# [SOURCE DATA]
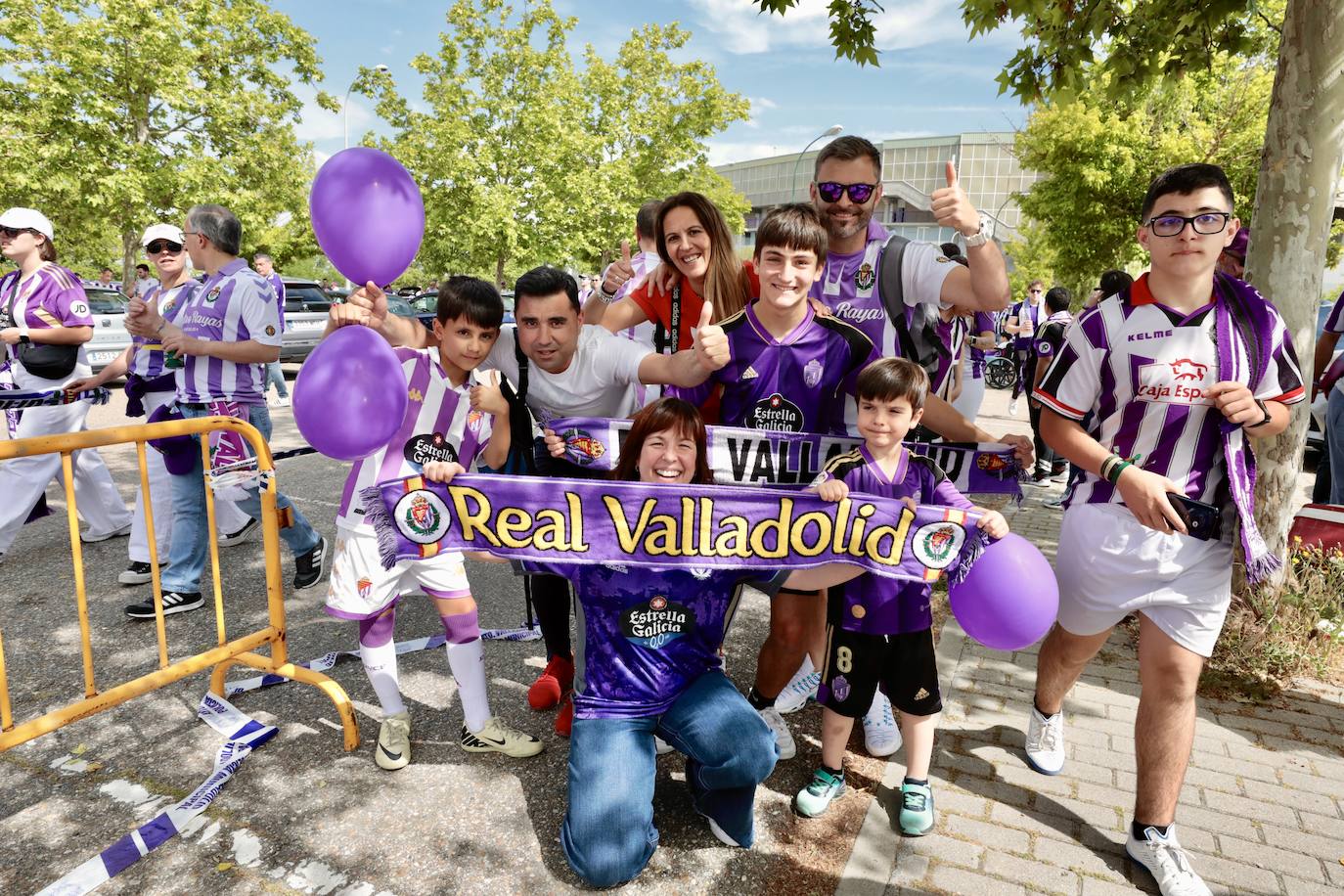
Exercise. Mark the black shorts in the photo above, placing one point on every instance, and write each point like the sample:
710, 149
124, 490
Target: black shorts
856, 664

# [PROBLEM DETAILS]
Retype the whole listing above exactly as written. Skip the pictures.

# [EXERCISE OUTPUT]
Exercise. Mark the black shorts in the photo above, placing one point on every instance, and write each point like the sample:
710, 149
124, 490
Target: black shorts
856, 664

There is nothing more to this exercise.